→ EXCERPTED PASSAGE:
42 F.3d 1391
NOTICE: Seventh Circuit Rule 53(b)(2) states unpublished orders shall not be cited or used as precedent except to support a claim of res judicata, collateral estoppel or law of the case in any federal court within the circuit.
Billie Ray ADAMS, Petitioner-Appellant,
v.
Robert A. FARLEY, and Indiana Attorney General, Respondents-Appellees.
No. 93-3400.
United States Court of Appeals, Seventh Circuit.
Submitted Nov. 22, 1994.
Decided Dec. 1, 1994.1
Appeal from the United States District Court for the Northern District of Indiana, South Bend Division, No. 93 C 124; Allen Sharp, Chief Judge.
N.D.Ind.
AFFIRMED.
Before POSNER, Chief Judge, and CUMMINGS and MANION, Circuit Judges.
ORDER
Billie Ray Adams appeals the denial of his petition for a writ of habeas corpus, 28 U.S.C. Sec. 2254. Adams raises the same issues on appeal that he raised in his petition: newly discovered evidence (his being diagnosed with post-traumatic stress disorder that rose to the level of insanity and was a result of combat experience in Vietnam), and ineffective assistance of trial counsel.

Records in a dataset
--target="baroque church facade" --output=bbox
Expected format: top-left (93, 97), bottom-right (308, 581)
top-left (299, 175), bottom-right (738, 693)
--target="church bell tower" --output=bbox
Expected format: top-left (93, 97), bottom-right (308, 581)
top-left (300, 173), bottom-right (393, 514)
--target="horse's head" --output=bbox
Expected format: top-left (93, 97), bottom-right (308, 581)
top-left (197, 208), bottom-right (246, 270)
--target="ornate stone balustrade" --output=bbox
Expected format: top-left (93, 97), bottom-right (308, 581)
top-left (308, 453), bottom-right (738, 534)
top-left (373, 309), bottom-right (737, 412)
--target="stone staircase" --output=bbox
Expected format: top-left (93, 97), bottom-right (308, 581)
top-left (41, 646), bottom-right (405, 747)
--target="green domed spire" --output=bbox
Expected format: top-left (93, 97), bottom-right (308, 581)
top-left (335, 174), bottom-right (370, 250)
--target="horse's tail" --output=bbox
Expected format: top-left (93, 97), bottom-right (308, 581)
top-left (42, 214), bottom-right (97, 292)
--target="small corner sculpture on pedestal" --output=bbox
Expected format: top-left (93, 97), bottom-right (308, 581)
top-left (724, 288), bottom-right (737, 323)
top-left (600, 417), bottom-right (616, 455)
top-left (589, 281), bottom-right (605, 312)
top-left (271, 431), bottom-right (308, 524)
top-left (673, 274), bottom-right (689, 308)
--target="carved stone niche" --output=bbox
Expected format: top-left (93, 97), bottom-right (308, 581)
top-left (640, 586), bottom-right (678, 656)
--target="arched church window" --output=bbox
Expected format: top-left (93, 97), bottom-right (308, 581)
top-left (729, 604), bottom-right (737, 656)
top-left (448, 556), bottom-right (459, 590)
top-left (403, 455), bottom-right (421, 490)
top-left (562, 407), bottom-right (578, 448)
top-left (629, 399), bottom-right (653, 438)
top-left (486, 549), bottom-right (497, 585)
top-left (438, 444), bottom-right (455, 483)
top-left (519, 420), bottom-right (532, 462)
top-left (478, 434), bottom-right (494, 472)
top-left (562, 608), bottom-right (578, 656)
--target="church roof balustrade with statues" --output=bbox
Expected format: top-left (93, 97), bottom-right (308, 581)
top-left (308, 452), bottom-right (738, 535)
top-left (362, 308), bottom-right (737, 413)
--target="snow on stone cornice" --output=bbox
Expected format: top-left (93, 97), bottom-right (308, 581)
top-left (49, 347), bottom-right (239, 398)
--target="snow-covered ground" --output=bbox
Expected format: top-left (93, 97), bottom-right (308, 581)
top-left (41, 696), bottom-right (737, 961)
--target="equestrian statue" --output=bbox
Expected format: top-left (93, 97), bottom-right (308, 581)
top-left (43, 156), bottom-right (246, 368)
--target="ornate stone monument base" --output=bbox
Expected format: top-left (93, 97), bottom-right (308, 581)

→ INSTRUCTIONS:
[1] Rewrite the Adams v. Farley order from "42 F.3d 1391" up to and including "Nov. 22, 1994.", replacing "Respondents-Appellees" with "Respondents".
[2] Please continue the Adams v. Farley order from the point where it stops.

→ SOLVED PROBLEMS:
[1]
42 F.3d 1391
NOTICE: Seventh Circuit Rule 53(b)(2) states unpublished orders shall not be cited or used as precedent except to support a claim of res judicata, collateral estoppel or law of the case in any federal court within the circuit.
Billie Ray ADAMS, Petitioner-Appellant,
v.
Robert A. FARLEY, and Indiana Attorney General, Respondents.
No. 93-3400.
United States Court of Appeals, Seventh Circuit.
Submitted Nov. 22, 1994.

[2]
In 1972, Adams and another man robbed a bank in Indiana, and one of them shot and killed a deputy sheriff. Adams was sentenced to life imprisonment. The conviction was upheld. Adams v. State, 262 Ind. 220, 314 N.E.2d 53 (1974). In 1977, Adams filed a petition for post-conviction relief, raising the issue of ineffective assistance of trial counsel. Relief was denied and the Indiana Supreme Court affirmed. Adams v. State, 430 N.E.2d 771 (Ind.1982). In 1982, Adams' first petition for a writ of habeas corpus was dismissed for failure to exhaust, and this court affirmed in an unpublished order.
In 1988, Adams filed a second petition for post-conviction relief in Indiana, asserting newly discovered evidence that at the time of the bank robbery he suffered from post-traumatic stress disorder (PTSD) as a result of combat duty in Vietnam. The Indiana trial court held that the issue was barred by laches because Adams failed to exercise due diligence since the PTSD claim was available to Adams during earlier proceedings. The Indiana Court of Appeals affirmed. Adams v. State, No. 02A03-9007-PC-294 (Ind.App. Memorandum Decision, May 20, 1991).
On appeal from the grant or denial of a petition for a writ of habeas corpus, we review all questions of law de novo, but accord a presumption of correctness to state court factual findings that are reasonable and based on the record. Verdin v. O'Leary, 972 F.2d 1467, 1481 (7th Cir.1992).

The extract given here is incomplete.